### Problem to solve
Repeat the records exactly, so that each line matches the original.

### Supplied records
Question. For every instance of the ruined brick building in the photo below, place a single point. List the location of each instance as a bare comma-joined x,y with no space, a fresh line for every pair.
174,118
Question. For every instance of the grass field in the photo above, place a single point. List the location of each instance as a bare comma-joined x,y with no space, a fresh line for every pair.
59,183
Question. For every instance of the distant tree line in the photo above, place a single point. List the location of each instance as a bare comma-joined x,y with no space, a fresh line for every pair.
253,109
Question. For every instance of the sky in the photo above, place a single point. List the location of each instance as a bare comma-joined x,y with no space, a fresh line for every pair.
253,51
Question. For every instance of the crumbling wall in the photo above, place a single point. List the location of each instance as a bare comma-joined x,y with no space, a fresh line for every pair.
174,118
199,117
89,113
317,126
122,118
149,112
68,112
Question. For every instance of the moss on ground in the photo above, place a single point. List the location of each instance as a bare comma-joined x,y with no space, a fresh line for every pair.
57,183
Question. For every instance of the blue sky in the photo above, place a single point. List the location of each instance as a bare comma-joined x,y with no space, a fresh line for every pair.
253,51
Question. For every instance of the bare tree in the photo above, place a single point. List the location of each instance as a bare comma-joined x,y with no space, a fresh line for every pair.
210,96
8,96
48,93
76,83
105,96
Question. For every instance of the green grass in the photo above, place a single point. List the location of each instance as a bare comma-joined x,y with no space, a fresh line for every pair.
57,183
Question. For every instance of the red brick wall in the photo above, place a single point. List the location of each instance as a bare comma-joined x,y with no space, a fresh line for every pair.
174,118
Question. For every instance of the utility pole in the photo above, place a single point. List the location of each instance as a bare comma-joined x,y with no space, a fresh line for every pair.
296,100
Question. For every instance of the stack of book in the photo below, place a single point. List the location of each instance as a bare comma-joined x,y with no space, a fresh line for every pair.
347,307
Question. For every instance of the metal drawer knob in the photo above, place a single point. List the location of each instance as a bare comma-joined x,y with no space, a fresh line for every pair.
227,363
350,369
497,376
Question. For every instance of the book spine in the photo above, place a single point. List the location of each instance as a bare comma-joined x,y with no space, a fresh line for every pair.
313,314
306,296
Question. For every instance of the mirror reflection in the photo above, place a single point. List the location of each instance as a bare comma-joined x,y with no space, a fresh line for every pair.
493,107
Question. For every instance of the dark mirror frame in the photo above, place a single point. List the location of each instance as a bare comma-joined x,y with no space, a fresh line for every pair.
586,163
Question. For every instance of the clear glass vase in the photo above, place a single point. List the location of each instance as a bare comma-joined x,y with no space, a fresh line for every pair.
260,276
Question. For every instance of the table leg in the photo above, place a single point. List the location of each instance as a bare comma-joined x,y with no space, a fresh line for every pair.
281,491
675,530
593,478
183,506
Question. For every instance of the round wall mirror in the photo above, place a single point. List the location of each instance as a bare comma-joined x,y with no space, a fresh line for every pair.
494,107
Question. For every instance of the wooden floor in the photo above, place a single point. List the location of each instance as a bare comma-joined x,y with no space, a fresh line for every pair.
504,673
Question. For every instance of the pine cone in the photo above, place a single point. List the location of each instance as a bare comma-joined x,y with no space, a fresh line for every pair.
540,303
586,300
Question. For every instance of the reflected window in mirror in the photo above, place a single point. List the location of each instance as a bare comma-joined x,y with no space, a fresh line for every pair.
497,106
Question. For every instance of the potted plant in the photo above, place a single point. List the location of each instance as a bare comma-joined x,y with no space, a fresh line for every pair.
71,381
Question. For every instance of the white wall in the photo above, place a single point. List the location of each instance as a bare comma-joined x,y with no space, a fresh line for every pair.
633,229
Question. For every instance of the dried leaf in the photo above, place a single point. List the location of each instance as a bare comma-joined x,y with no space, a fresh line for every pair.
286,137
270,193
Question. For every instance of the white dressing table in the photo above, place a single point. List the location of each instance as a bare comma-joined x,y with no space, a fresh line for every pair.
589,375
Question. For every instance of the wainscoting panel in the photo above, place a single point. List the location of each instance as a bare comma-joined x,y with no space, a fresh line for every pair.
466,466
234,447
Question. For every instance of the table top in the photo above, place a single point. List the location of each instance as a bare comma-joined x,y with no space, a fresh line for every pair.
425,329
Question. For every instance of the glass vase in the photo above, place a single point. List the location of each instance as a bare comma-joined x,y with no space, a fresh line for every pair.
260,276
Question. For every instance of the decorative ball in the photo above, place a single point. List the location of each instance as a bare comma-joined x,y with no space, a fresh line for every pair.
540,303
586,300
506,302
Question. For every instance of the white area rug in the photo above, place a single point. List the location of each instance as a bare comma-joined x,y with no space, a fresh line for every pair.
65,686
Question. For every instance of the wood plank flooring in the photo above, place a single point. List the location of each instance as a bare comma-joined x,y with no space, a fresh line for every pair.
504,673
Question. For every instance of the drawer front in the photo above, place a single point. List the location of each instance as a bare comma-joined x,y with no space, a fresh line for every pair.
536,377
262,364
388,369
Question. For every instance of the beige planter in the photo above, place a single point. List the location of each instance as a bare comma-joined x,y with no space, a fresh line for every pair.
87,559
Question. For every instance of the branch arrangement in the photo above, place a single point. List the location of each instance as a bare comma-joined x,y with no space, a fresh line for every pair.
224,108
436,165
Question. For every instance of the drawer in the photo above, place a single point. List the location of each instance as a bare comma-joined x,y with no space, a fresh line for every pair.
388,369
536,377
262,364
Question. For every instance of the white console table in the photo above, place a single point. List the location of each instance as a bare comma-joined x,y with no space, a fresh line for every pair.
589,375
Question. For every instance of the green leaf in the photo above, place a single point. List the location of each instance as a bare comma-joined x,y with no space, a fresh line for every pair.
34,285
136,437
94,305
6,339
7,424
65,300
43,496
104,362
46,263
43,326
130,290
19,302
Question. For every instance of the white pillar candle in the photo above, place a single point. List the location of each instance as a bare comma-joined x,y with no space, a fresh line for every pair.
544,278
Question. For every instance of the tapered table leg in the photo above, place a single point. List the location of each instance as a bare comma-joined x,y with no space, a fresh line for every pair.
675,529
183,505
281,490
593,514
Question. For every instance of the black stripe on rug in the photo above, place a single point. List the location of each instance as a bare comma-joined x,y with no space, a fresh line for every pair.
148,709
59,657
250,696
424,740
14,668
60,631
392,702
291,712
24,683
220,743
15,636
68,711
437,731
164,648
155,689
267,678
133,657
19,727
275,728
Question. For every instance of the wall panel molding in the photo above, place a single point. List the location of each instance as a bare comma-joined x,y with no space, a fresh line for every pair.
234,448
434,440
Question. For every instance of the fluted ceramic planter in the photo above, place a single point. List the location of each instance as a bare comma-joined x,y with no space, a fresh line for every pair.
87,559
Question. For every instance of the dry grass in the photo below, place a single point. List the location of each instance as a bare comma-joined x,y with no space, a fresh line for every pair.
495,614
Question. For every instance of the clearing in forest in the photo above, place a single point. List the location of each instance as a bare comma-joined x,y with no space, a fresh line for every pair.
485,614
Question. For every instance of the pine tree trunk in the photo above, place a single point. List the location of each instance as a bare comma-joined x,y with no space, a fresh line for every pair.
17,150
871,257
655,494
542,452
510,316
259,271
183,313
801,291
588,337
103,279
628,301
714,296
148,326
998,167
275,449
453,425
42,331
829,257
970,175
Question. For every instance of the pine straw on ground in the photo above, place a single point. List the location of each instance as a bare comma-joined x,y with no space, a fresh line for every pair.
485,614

### Reply to the task
Question. For every instance of the ruined brick building in the photo below, place a single point. List the location of each instance as a bare comma-joined x,y with no space, a fresh line for every pair.
174,118
Question. For every instance of the grass field in the photo above, place a single point. List the location of each instance as a bare comma-joined x,y with no space, a fresh line for every pair.
59,183
Question. For every instance of the distant tree line in the photo above, place a single point. List the location of each instance as a bare comma-joined x,y with no space, a fresh line for every pair.
253,109
Question. For every instance of the sky in the photo above, place a single point. List the location of each instance as a bare comma-joined x,y with no space, a fresh line for every pair.
253,51
Question. For every instance of the crumbling wall in the photo above, place a single point. List the location of each instance as a bare comma-joined x,y with no space, a fresh line for every pair.
174,118
199,117
89,113
317,126
122,118
149,112
68,112
Question. For every instance of the moss on ground in the photo above, place a single point. List the location of each instance as a bare comma-joined x,y with no space, a fresh line for every pair.
57,183
Question. For every instance of the blue sky in the photo above, place a single point. List the location of each instance as a bare comma-joined x,y with no space, a fresh line for every pair.
253,51
Question. For every instance of the bare tree in the photo above, place a single point. List the location of each instance as a bare comma-joined x,y with no space, a fresh line for every pair.
210,96
8,96
48,93
76,83
105,96
Question. For every instance of the green grass in the photo above, place a single point. List the location of each instance as a bare comma-joined x,y with no space, a fresh line for every pair.
57,183
Question. For every instance of the red brick wall in the photo above, place a single point. List the location of each instance as a bare comma-joined x,y with no space, a fresh line for every pair.
174,118
Question. For every instance of the utility pole in the photo above, place a single point. List the location of each instance as a bare comma-joined x,y with no space, a fresh line for every pair.
296,100
Question. For every instance of the stack of book in the photo below, place a single point. List the location of each instance as a bare comma-joined x,y with no space, a fresh line for every pair.
347,307
Question. For every instance of the metal drawer knob in the photo above, place a single point. List the location of each instance as a bare comma-joined x,y with no space, a fresh line for every pair.
227,363
350,369
497,376
Question. For every instance of the book spine in the photo above, place a single point. List the location of each instance as a bare comma-joined x,y with no space, a fresh line for every pair.
313,314
306,296
Question. For every instance of the mirror reflection in the photo above, place a single point. List the location of each instance as a bare comma-joined x,y with no space, a fresh line for every pair.
493,107
Question. For every instance of the dark mirror frame in the photo above, place a single point. List the location of each instance as a bare comma-joined x,y with no space, a fresh line for every pair.
586,163
Question. For every instance of the clear glass vase in the photo above, place a single point. List the location of each instance as a bare comma-joined x,y with no space, a fresh line for every pair.
260,276
Question. For every instance of the table leg in the photo above, place a single point. List the location of each instance as a bare comma-joined x,y with no space, a fresh line for every pair.
281,491
675,530
593,478
183,506
Question. For every instance of the round wall mirror in the photo above, place a single point. List the location of each instance as a bare comma-joined x,y with no space, a fresh line for every pair.
494,107
Question. For every instance of the wooden floor in the photo above, place a single point. List the location of each instance as a bare comma-joined x,y with no space, a fresh line for every pair.
504,673
Question. For every instance of the pine cone in the photo above, place a single point. List the location of each instance as a bare comma-joined x,y with no space, a fresh line for every pair.
540,303
586,300
Question. For every instance of the reflected window in mirror in the photo above, place a single point. List the location of each instance as a bare comma-joined x,y with no space, a fresh line for every pair.
497,106
Question. For every instance of the potted plant in the photo above, place a single point. List the location of each instance as a bare comma-joined x,y with no space, a fresh line for every pair.
71,381
Question. For every instance of the white wall in the photo above, place a single point. List the location of each instance as a bare comma-joined x,y with no space, a fresh line for every pair.
633,229
Question. For every instance of the dried leaf in the photo above, place a single point. List the location of each instance as a bare comma-joined x,y with no space, a fresh line for every pair.
286,137
270,193
Question. For every instance of the white dressing table in the photo above, place a single point. List the location of each instance as a bare comma-joined x,y with no space, a fresh line for every pair.
589,375
Question. For every instance of the wainscoting panel in the photo above, place a single point. List the location of each instance as a bare comma-joined x,y with no space, a fresh line for every pair.
466,466
234,447
Question. For every instance of the table top in the photo above, place a single point. List the location of each instance as a bare comma-joined x,y with no space, a fresh line for every pair.
425,329
Question. For every instance of the glass vase in the photo above, place a single point. List the location of each instance as a bare comma-joined x,y with no space, a fresh line for every pair.
260,276
Question. For every instance of the decorative ball in the photo above, place a single point. List the location of each instance as a bare comma-joined x,y with no space, a fresh line for every pair.
540,303
586,300
506,302
Question. For every instance of the white area rug in the photo above, place a single point. List the location of each instance as a bare comma-joined x,y with no space, a fresh line for every pair.
65,686
Question. For every instance of the wood plank flooring in the photo above, place a single point. List the location of each instance as a bare comma-joined x,y with no space, a fresh line for every pair.
504,673
Question. For every instance of the drawer front in the photo above, place a single point. List the location of each instance as a bare comma-joined x,y with no space, a fresh line for every pair.
536,377
262,364
388,369
Question. For every instance of the beige planter in the photo above, place a single point. List the location of each instance as a bare comma-joined x,y with no space, a fresh line for every pair.
87,559
Question. For every instance of the branch arrangement in the photo above, place a single point. List the location of each instance as a bare comma-joined x,y with no space, a fresh line for every pair.
224,108
436,165
Question. For every instance of the drawer in the photo above, place a single point. List the location of each instance as a bare comma-joined x,y with no space, a fresh line for every pair.
388,369
536,377
262,364
Question. For every instance of the white console table in the photo above, place a single point. List the location of each instance as a bare comma-joined x,y with no space, a fresh line for every pair.
589,375
Question. For every instance of the green leaf in the photo above, place a single point. List the location of each instance as a bare comma-joined x,y with no space, a fresh line for every pair.
34,285
136,437
94,305
6,339
7,424
65,300
43,496
104,362
46,263
43,326
130,290
19,302
Question. For every instance of the white pillar candle in the photo above, place a single point. List the location of each instance as a bare comma-joined x,y with no space, a fresh line for every pair.
544,278
Question. For every instance of the tapered table leg in the photo above, place a single point. List the location of each instance as a bare comma-joined x,y with no space, a fresh line for every pair.
675,529
183,505
281,490
593,514
Question. For every instance of the black stripe on rug in the photo above, place a single point. List the location of each instance as a bare comma-joined x,y with no space, a fresh line for every pair.
148,709
59,657
250,696
424,740
14,668
60,631
392,702
291,712
24,683
220,743
15,636
68,711
437,731
164,648
155,689
267,678
133,657
19,727
275,728
Question. For every instance of the wall panel molding in the photo above, place a single point. List the location of each instance as a bare comma-joined x,y with no space, a fresh line for every pair.
234,448
434,440
Question. For every instance of the fluted ceramic planter in the photo above, place a single point. List the location of each instance as a bare comma-joined x,y with no space, a fresh line for every pair.
87,559
Question. For every instance of the dry grass in the photo below, place a single point. List the location of each instance as a bare comma-joined x,y with no space, a fresh line for every pair.
495,614
Question. For every instance of the clearing in forest in the photo above, place a single point. List the location of each instance as a bare comma-joined x,y with no space, a fresh line for every pair.
485,614
Question. For every instance of the pine tree trunk in the photo above, place a single point. List the location of each instance as a bare comma-joined x,y with no space, a fresh line for every pair.
17,150
871,257
655,494
542,452
510,316
259,271
183,313
801,291
588,337
103,279
628,301
714,296
148,326
998,167
275,449
453,425
42,331
829,257
970,175
Question. For every instance of the pine straw on ground in the photo above, place a single point. List the location of each instance as a bare comma-joined x,y with no space, a fresh line for every pair.
485,614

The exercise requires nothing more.